WHAT TO DO >> Reproduce each of the rows below verbatim, leaving out the pictures.

INFORMATION GIVEN >>
━━━━━━━━━━━━━━━━

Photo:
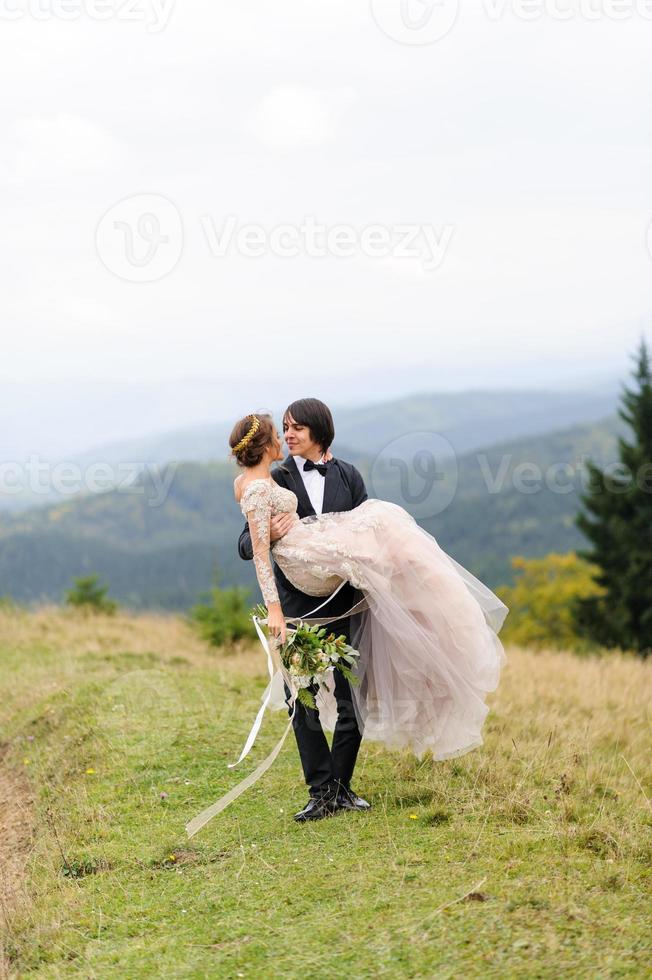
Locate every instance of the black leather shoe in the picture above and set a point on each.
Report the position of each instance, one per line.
(318, 807)
(348, 800)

━━━━━━━━━━━━━━━━

PROBLEM SOLUTION >>
Photo:
Locate every instance of the black leather shoe in the picture above and set a point on each.
Report the position of each instance, one per line.
(318, 807)
(348, 800)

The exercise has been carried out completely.